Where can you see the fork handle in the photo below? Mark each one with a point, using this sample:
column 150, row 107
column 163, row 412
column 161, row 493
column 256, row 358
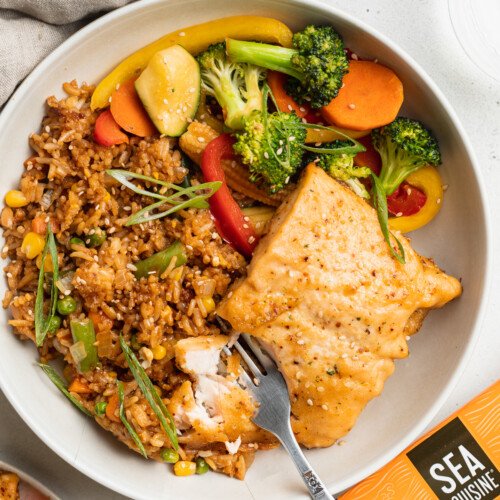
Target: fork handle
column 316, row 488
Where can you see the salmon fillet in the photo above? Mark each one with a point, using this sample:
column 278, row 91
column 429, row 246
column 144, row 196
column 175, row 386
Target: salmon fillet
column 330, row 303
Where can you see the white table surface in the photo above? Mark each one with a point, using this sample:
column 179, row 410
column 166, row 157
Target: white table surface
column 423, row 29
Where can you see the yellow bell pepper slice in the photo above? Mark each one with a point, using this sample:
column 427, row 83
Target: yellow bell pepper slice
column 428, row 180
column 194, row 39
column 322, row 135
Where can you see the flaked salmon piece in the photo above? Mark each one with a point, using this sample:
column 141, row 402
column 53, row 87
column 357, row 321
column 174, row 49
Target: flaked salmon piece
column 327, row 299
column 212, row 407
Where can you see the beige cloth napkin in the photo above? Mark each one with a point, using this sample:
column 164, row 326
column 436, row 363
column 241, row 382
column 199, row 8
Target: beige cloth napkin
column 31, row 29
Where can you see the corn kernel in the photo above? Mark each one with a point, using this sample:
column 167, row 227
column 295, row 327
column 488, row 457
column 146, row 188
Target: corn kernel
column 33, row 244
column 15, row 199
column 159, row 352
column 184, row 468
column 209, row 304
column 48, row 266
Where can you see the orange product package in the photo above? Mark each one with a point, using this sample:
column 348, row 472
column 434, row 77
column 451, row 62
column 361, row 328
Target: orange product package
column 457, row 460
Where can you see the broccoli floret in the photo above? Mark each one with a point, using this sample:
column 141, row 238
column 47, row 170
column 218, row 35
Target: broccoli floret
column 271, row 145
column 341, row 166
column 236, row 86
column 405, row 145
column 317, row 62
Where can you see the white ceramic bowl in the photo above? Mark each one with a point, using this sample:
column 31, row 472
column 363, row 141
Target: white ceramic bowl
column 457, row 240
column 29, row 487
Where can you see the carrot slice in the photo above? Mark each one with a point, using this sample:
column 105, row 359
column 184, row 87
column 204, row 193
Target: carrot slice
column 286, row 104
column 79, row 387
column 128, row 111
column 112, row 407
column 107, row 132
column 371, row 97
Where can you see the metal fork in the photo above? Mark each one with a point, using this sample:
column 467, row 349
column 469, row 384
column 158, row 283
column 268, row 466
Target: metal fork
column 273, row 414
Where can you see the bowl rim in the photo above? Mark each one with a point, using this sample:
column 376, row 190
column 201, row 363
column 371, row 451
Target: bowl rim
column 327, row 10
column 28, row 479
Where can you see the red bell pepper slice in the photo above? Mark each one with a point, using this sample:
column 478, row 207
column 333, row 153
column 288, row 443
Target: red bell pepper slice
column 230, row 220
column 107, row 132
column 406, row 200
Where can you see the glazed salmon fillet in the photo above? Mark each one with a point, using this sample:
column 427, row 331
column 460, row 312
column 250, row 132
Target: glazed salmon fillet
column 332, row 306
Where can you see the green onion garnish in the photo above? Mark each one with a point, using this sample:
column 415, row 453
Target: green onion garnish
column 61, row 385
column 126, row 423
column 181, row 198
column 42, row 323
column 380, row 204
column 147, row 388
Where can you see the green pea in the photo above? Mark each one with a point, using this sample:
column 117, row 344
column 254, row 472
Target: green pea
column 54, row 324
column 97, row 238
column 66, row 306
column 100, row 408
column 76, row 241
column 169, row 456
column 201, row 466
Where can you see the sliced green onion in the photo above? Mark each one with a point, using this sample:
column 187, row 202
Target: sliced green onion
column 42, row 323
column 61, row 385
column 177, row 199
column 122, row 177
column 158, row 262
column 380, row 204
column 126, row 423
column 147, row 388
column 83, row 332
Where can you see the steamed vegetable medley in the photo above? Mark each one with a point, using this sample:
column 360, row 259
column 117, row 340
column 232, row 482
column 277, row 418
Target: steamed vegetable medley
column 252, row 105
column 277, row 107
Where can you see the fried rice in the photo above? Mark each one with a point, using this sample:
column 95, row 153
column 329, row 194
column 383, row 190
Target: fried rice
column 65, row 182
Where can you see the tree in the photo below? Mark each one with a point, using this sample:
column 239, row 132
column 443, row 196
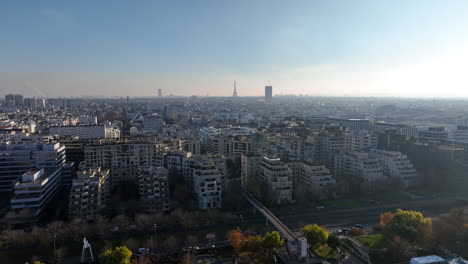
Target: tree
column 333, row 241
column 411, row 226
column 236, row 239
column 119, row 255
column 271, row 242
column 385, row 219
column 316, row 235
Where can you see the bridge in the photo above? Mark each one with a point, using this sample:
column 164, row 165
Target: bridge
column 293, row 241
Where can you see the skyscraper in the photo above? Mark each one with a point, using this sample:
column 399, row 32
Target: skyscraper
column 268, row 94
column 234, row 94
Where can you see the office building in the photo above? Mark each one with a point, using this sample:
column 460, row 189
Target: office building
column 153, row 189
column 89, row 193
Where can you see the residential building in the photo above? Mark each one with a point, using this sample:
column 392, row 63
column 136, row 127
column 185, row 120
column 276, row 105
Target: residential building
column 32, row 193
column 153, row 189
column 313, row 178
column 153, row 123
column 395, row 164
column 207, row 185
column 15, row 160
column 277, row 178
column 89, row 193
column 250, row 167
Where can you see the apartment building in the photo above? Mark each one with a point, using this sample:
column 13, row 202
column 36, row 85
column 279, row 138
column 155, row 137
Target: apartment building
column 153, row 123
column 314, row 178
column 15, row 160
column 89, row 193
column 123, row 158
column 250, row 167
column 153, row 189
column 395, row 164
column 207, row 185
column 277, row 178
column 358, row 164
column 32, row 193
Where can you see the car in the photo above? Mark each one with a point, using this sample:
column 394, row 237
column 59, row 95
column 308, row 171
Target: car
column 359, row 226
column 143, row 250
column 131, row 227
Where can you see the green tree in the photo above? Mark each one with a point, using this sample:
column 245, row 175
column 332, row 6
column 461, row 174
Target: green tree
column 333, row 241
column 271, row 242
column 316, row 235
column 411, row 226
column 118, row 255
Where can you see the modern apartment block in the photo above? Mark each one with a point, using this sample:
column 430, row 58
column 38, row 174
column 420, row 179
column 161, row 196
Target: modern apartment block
• • •
▶ _Goal of the exercise_: Exclude all images and restate the records above word for word.

▶ _Solution to this task_:
Where can you see the fork handle in the photo below? Mark each one with a point, using this sample:
column 150, row 107
column 163, row 412
column 161, row 493
column 256, row 358
Target: fork handle
column 316, row 488
Where can you see the salmon fillet in the photo above? Mark each one with a point, using this sample:
column 278, row 91
column 429, row 246
column 144, row 196
column 175, row 386
Target: salmon fillet
column 330, row 303
Where can you see the white table surface in the photo above? Mark each one with a point, using this sample:
column 179, row 410
column 166, row 157
Target: white table surface
column 423, row 29
Where can you see the yellow bell pepper slice in the photo above? Mark each one with a point, using this sample:
column 427, row 83
Target: yellow bell pepper slice
column 428, row 180
column 194, row 39
column 322, row 135
Where can you see the flaked salmon piece in the photo above? Mark each one with a point, using this sample:
column 141, row 402
column 53, row 87
column 357, row 321
column 174, row 49
Target: flaked salmon piece
column 327, row 299
column 212, row 407
Where can you see the beige cloth napkin in the photo above? Mark each one with a point, using this sample:
column 164, row 326
column 436, row 363
column 241, row 382
column 199, row 8
Target: beige cloth napkin
column 31, row 29
Where can you see the corn kernel in the photo above? Mark each one with a point, using this sample:
column 167, row 227
column 295, row 327
column 488, row 457
column 146, row 188
Target: corn kernel
column 33, row 244
column 15, row 199
column 159, row 352
column 184, row 468
column 209, row 304
column 48, row 266
Where can you see the orange product package in the photo above? Mark each one with a point, using this sample:
column 348, row 472
column 434, row 77
column 451, row 62
column 361, row 328
Target: orange product package
column 457, row 460
Where can you see the broccoli floret in the photo above? Mark each one with a point, using this sample:
column 141, row 238
column 47, row 170
column 218, row 35
Target: broccoli floret
column 271, row 145
column 341, row 166
column 236, row 86
column 405, row 145
column 317, row 62
Where can you see the white ceramic bowl in the photo above? Mark each one with a point, using this sample:
column 31, row 472
column 363, row 141
Target: white ceramic bowl
column 457, row 240
column 29, row 487
Where can you see the carrot slice in the photo above? Mark each one with a point, using this sample:
column 105, row 359
column 184, row 87
column 204, row 193
Target: carrot slice
column 286, row 104
column 79, row 387
column 128, row 111
column 112, row 407
column 107, row 132
column 371, row 97
Where can you see the metal fork in the photo above? Mark each one with a point, using this sample:
column 467, row 349
column 469, row 384
column 158, row 283
column 268, row 466
Target: metal fork
column 273, row 414
Where can you see the bowl rim in the photo above? Mark each one with a point, using this sample:
column 376, row 190
column 201, row 363
column 371, row 451
Target: bowl rim
column 327, row 10
column 28, row 479
Where can you see the red bell pepper slice in the photo above? Mark each one with a point, using this sample:
column 478, row 207
column 333, row 153
column 288, row 443
Target: red bell pepper slice
column 230, row 220
column 107, row 132
column 406, row 200
Where can you see the glazed salmon fillet in the photo above? Mark each one with a point, using this sample:
column 427, row 331
column 460, row 312
column 250, row 132
Target: glazed salmon fillet
column 332, row 306
Where can you see the green onion garnish in the photo above? Mark each one with a point, using this sample:
column 415, row 453
Target: green onion garnish
column 61, row 385
column 126, row 423
column 181, row 198
column 42, row 323
column 380, row 204
column 147, row 388
Where can you see the green pea in the photo above? Mark each one with a point, using this sample:
column 117, row 344
column 254, row 472
Target: green pea
column 54, row 324
column 97, row 238
column 66, row 306
column 100, row 408
column 76, row 241
column 169, row 456
column 201, row 466
Where can you see the sliced green onion in the photo above? Mark each one with a point, using this sample:
column 187, row 202
Target: sliced green onion
column 42, row 323
column 61, row 385
column 177, row 199
column 122, row 177
column 158, row 262
column 380, row 204
column 126, row 423
column 147, row 388
column 83, row 332
Where can you see the steamed vegetable medley in the photo above? Mark each one with a point, using this sample:
column 360, row 259
column 117, row 340
column 232, row 482
column 277, row 418
Target: steamed vegetable medley
column 252, row 105
column 277, row 107
Where can you see the fried rice in the photo above? Mark each one with a point, using this sample:
column 95, row 153
column 329, row 194
column 383, row 190
Target: fried rice
column 65, row 182
Where can you see the tree in the photo below? Mark each one with a point, using this sample:
column 239, row 132
column 443, row 196
Target: tree
column 333, row 241
column 411, row 226
column 236, row 239
column 119, row 255
column 271, row 242
column 385, row 219
column 316, row 235
Where can you see the bridge in the photo above? Mark each one with a point, using this sample:
column 164, row 165
Target: bridge
column 293, row 241
Where can you see the skyscraper in the photo above? Mark each one with a point, using this sample:
column 399, row 32
Target: skyscraper
column 268, row 94
column 234, row 94
Where can you see the office building in the photo above? Mark each one with a point, using this sample:
column 460, row 189
Target: office building
column 153, row 189
column 89, row 193
Where can you see the residential building in the photo above? Mark each one with a point, using this sample:
column 392, row 63
column 136, row 127
column 185, row 120
column 276, row 105
Target: residential building
column 32, row 193
column 153, row 189
column 313, row 178
column 153, row 123
column 395, row 164
column 207, row 185
column 15, row 160
column 277, row 178
column 89, row 193
column 250, row 167
Where can you see the apartment building in the photo above? Mark each one with a point, using this sample:
column 13, row 202
column 36, row 85
column 279, row 138
column 155, row 137
Target: apartment building
column 153, row 123
column 314, row 178
column 15, row 160
column 89, row 193
column 123, row 158
column 250, row 167
column 153, row 189
column 395, row 164
column 207, row 185
column 277, row 178
column 358, row 164
column 32, row 193
Where can you see the car in the photo above? Mark each one with a point, using this sample:
column 394, row 237
column 59, row 95
column 308, row 171
Target: car
column 359, row 226
column 143, row 250
column 131, row 227
Where can you see the green tree in the photo above? Mark each one with a point, using this sample:
column 245, row 175
column 332, row 6
column 461, row 174
Target: green tree
column 333, row 241
column 271, row 242
column 316, row 235
column 411, row 226
column 118, row 255
Where can you see the modern apartment block in the photo above? Mark each one with a point, using this sample:
column 430, row 58
column 38, row 174
column 420, row 179
column 161, row 196
Target: modern apartment block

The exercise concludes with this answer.